• **Required action**
From the film summary, output everything from "2023 | rated" down to "1 thousand years.", copied word for word.

• **Reading text**

━━━━━━━━━━━━━━━━━━━━

2023 | rated PG | starring voices of Chloe Grace Moretz, Riz Ahmed, Eugene Lee Yang, Frances Conroy, RuPaul Charles | directed by Nick Bruno, Troy Quane | 1h 41m |
In a techno-midevil world, a knight in training, Ballister Boldheart (Riz Ahmed) plucked from common society is set to be anointed when he is framed for assassinating the queen and sent underground on the run, where he meets outcast Nimona (Chloe Grace Moretz), a shapeshifter who desperately wants to be his evil sidekick. While racing to prove his innocence, Ballister and Nimona seek to find the truth behind the conspiracy that framed him and the city’s history that put it behind a wall and instilled fear in the population for 1 thousand years.

━━━━━━━━━━━━━━━━━━━━

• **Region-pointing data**

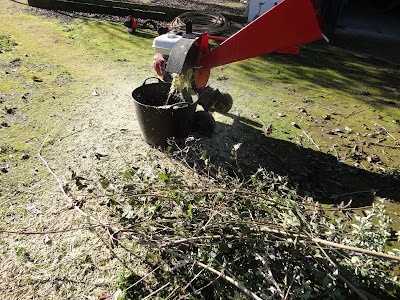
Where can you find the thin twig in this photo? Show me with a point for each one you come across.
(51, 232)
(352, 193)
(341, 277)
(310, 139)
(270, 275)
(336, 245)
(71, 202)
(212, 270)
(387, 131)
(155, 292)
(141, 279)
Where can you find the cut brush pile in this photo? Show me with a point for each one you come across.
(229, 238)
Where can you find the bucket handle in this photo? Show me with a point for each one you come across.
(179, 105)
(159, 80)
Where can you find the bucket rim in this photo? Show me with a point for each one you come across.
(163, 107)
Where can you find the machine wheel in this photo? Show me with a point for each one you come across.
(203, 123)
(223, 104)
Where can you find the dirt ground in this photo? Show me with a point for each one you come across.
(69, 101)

━━━━━━━━━━━━━━━━━━━━

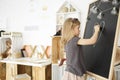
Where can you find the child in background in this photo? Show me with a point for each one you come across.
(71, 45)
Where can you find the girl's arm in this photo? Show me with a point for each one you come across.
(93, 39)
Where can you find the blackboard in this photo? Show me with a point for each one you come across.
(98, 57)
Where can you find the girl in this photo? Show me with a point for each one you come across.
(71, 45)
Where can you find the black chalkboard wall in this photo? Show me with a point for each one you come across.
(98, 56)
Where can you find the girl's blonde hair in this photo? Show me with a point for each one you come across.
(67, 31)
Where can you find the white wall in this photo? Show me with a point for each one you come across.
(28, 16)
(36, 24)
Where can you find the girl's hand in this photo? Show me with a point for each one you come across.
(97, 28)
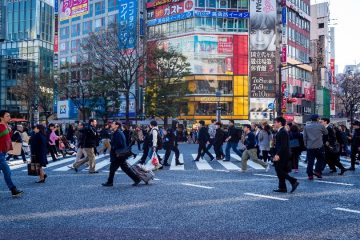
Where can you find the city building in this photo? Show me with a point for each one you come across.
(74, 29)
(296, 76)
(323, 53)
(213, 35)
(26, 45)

━━━━━━━━━━━━━━━━━━━━

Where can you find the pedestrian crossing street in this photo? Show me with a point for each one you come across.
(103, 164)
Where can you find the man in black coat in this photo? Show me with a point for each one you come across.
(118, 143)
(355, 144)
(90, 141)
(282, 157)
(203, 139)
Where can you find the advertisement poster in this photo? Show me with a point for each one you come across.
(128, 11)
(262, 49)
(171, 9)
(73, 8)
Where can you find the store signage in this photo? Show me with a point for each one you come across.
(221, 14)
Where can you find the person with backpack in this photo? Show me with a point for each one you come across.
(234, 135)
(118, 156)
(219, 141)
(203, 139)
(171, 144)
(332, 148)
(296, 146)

━━━━━━━━━━━━━━━━━━━━

• **Exercise response**
2023 | rated PG | starring voices of Chloe Grace Moretz, Riz Ahmed, Eugene Lee Yang, Frances Conroy, RuPaul Charles | directed by Nick Bruno, Troy Quane | 1h 41m |
In a techno-midevil world, a knight in training, Ballister Boldheart (Riz Ahmed) plucked from common society is set to be anointed when he is framed for assassinating the queen and sent underground on the run, where he meets outcast Nimona (Chloe Grace Moretz), a shapeshifter who desperately wants to be his evil sidekick. While racing to prove his innocence, Ballister and Nimona seek to find the truth behind the conspiracy that framed him and the city’s history that put it behind a wall and instilled fear in the population for 1 thousand years.